Extracted records
- - - - - - -
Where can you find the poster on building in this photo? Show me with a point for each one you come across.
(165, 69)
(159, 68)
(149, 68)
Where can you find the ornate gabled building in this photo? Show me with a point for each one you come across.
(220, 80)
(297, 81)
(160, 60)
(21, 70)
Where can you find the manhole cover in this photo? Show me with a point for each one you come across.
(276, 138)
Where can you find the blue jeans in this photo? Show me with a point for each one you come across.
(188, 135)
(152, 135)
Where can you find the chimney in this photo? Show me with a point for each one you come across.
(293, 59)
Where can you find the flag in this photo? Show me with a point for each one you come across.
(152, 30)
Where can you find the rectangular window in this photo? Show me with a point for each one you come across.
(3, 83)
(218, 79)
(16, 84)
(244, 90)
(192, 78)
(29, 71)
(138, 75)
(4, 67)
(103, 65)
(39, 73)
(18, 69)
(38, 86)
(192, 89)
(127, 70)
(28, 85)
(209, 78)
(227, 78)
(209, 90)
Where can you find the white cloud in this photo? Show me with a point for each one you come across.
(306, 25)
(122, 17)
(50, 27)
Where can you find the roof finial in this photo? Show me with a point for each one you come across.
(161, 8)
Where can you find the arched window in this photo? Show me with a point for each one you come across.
- - - - - - -
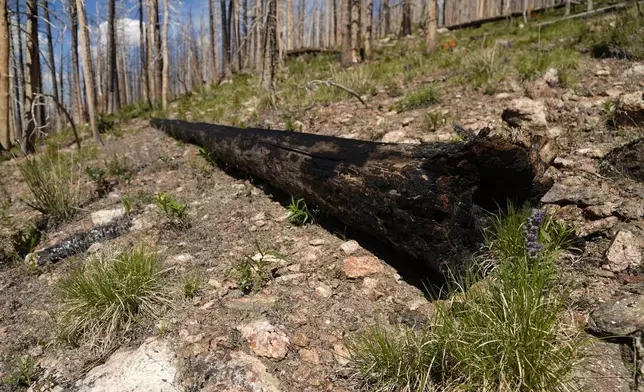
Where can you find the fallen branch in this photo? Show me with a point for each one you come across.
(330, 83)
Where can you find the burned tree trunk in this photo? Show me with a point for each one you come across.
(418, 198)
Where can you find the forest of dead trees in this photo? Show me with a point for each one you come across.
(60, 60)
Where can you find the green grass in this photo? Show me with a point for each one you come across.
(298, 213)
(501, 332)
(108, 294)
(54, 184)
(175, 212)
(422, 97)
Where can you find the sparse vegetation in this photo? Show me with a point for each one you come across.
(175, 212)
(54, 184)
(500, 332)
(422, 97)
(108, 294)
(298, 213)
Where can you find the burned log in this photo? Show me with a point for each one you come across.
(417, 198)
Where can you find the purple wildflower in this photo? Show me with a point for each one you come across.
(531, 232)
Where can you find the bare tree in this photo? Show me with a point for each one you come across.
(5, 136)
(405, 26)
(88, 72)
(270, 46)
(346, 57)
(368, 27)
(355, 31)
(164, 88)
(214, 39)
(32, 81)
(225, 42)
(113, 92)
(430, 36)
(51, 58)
- - - - - - -
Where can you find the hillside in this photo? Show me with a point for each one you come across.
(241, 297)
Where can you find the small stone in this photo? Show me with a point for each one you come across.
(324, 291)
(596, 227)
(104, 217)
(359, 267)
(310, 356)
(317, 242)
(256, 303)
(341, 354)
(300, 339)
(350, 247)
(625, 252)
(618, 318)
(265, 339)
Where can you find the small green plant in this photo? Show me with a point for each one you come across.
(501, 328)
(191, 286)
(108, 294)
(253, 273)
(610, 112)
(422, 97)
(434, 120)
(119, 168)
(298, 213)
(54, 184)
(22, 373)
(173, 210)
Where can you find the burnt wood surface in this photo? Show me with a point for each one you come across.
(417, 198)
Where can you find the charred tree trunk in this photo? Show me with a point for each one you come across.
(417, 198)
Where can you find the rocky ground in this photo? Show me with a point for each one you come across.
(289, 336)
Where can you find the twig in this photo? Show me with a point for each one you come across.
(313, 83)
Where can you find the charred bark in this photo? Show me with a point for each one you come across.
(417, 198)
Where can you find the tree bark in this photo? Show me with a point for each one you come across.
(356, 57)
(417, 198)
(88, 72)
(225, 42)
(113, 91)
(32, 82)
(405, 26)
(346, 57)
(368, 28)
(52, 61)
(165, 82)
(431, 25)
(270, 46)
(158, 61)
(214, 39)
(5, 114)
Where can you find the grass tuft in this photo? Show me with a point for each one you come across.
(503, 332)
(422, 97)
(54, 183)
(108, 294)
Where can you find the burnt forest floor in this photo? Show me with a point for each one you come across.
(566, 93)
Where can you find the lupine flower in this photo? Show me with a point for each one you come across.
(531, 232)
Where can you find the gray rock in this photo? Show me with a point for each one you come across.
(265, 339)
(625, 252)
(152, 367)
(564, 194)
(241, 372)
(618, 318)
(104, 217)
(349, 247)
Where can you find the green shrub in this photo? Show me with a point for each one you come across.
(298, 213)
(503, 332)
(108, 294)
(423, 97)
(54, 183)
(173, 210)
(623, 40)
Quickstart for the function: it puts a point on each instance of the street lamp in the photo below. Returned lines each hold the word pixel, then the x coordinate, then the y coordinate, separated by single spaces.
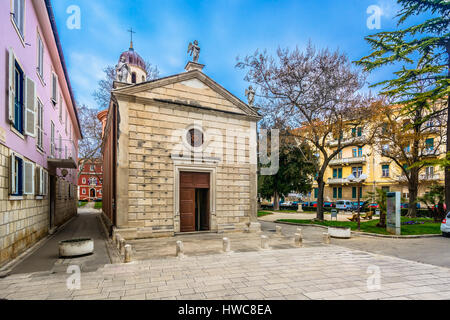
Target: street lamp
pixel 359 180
- - - - - - -
● **Goal of the exercise**: Given the records above, reproduce precisely and only the lines between the line holding "Where can you find the rectangular" and the line holding "Where can you find the arched", inclusive.

● **Answer to the exercise**:
Where can you find the rectangular window in this photo? Show me with a point for each one you come across.
(3, 83)
(218, 79)
(16, 84)
(244, 90)
(192, 78)
(29, 71)
(138, 75)
(4, 67)
(103, 65)
(39, 73)
(18, 69)
(38, 86)
(192, 89)
(127, 70)
(28, 85)
(209, 78)
(227, 78)
(209, 90)
Where can you find the white cloud in this photo? Show me with a point for each one you come across.
(306, 25)
(122, 17)
(50, 27)
Where can you find the roof finial in this photo? Show me with a point for each one you come across.
(161, 8)
Where can you find the arched window in this photo? Show me with a point for each one you come across.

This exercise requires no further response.